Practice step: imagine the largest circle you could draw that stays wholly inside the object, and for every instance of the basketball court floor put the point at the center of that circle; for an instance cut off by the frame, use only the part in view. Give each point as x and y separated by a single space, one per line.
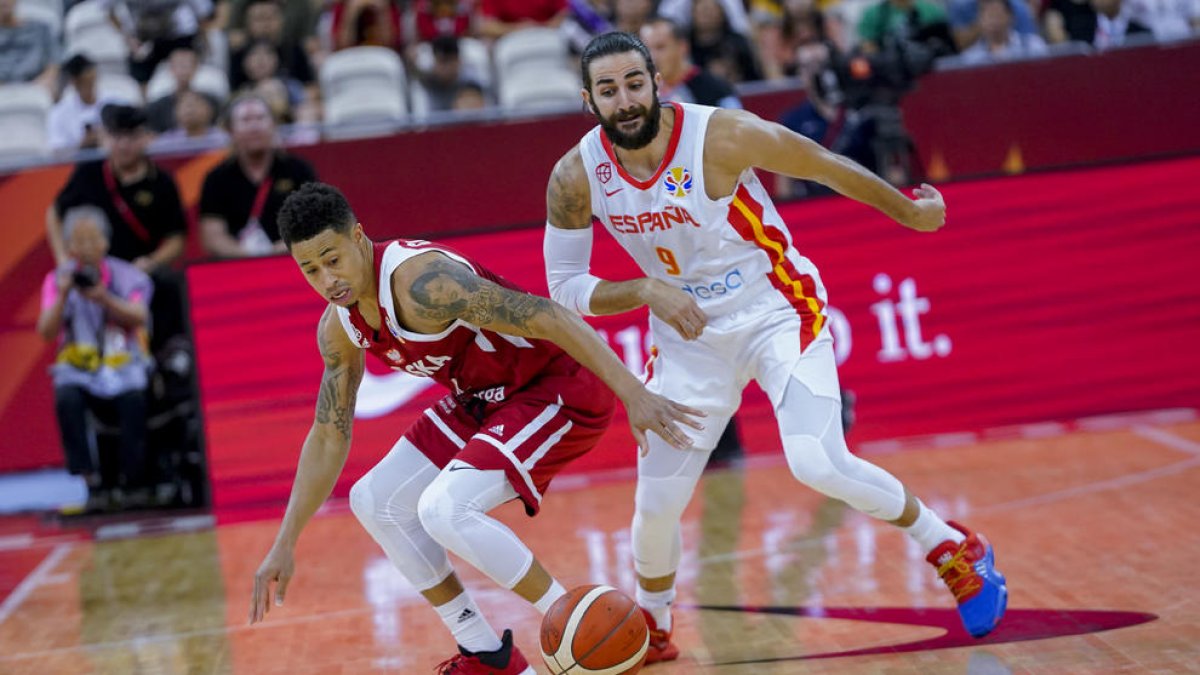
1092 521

- - -

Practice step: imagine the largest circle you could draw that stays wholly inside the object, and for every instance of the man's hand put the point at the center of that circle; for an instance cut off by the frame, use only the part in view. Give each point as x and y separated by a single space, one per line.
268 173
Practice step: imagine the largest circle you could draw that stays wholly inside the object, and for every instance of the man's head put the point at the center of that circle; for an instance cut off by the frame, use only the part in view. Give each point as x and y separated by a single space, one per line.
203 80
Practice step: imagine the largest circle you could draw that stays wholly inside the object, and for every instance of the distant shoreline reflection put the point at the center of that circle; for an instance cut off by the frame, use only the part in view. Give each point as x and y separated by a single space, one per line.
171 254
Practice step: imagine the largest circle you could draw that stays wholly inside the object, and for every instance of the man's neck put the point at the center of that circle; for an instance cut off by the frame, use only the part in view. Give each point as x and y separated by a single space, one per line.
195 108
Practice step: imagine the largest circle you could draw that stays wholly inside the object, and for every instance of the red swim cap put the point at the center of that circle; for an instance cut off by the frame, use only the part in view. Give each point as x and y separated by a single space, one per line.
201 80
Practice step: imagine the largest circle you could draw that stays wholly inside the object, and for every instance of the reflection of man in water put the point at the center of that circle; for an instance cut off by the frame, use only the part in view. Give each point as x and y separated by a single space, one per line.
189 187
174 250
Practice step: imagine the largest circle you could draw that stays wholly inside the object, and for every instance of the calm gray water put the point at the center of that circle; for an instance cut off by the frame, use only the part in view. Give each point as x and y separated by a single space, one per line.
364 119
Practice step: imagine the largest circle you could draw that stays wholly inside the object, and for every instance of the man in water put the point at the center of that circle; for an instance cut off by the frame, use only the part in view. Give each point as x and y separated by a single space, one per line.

- - -

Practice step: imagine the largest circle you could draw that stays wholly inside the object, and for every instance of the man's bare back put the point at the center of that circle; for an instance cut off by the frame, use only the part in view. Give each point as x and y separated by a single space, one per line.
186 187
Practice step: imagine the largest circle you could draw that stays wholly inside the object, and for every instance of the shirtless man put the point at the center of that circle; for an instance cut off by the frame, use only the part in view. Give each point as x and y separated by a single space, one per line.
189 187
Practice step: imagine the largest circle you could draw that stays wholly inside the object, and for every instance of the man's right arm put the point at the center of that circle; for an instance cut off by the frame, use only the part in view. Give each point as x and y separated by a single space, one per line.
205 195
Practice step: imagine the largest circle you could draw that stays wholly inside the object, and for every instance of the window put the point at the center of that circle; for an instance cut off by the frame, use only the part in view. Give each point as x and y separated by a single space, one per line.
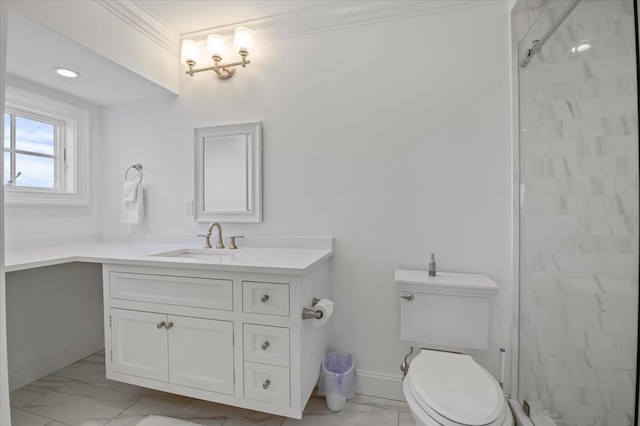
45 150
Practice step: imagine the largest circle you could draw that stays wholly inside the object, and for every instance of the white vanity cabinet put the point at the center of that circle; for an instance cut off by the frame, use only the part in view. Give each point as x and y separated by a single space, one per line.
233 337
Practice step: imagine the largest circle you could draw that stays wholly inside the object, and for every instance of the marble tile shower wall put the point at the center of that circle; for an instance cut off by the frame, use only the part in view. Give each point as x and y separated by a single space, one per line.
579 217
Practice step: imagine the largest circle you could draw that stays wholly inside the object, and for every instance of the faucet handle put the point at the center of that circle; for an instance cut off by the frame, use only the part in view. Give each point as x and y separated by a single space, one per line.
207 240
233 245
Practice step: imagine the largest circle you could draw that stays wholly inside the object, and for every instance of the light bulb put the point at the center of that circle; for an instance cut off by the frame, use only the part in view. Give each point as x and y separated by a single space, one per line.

- - -

● **YOUR INSTRUCTIONS**: Everything above from the line containing "of the calm" through the line containing "of the man in" must be copied exactly. Nothing outside that range belongs in the answer.

● **REPLY**:
Practice step: imagine the largest circle you could draw that stays wholly inside the object, and for every instance of the calm gray water put the point at the center of that circle; for an instance cut off by the frame, use only the part in view. Give each point as x and y separated by a single space, one per line.
364 119
Practice step: imagine the largest circle you could draw that stays wholly inside the object, and for every instance of the man in water put the point at the center of that circle; for an instance cut off by the frame, use only the part in view. Give each point as x and y separated by a single space, one per line.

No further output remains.